Boundary labeling items
........
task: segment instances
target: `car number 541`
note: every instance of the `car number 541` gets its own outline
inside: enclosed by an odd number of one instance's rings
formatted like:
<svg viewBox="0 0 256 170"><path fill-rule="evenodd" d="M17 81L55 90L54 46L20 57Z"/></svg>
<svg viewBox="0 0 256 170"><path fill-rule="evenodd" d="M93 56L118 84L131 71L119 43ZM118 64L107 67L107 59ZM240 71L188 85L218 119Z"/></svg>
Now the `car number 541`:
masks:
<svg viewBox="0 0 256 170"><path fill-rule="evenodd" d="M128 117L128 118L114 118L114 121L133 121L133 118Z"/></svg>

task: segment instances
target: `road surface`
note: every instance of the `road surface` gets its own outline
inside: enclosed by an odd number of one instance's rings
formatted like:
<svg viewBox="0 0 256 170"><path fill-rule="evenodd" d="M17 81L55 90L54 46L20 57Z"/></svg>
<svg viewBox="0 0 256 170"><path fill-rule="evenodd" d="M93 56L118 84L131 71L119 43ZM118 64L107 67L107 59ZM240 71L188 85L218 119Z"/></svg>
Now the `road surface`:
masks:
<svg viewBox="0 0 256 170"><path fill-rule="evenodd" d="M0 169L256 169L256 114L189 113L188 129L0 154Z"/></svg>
........
_WORK TO DO_.
Work out how many lines of the material contain the string "surface", treating uppercase and lowercase as different. Reply with the number only.

_SOLUTION TO THIS EXERCISE_.
3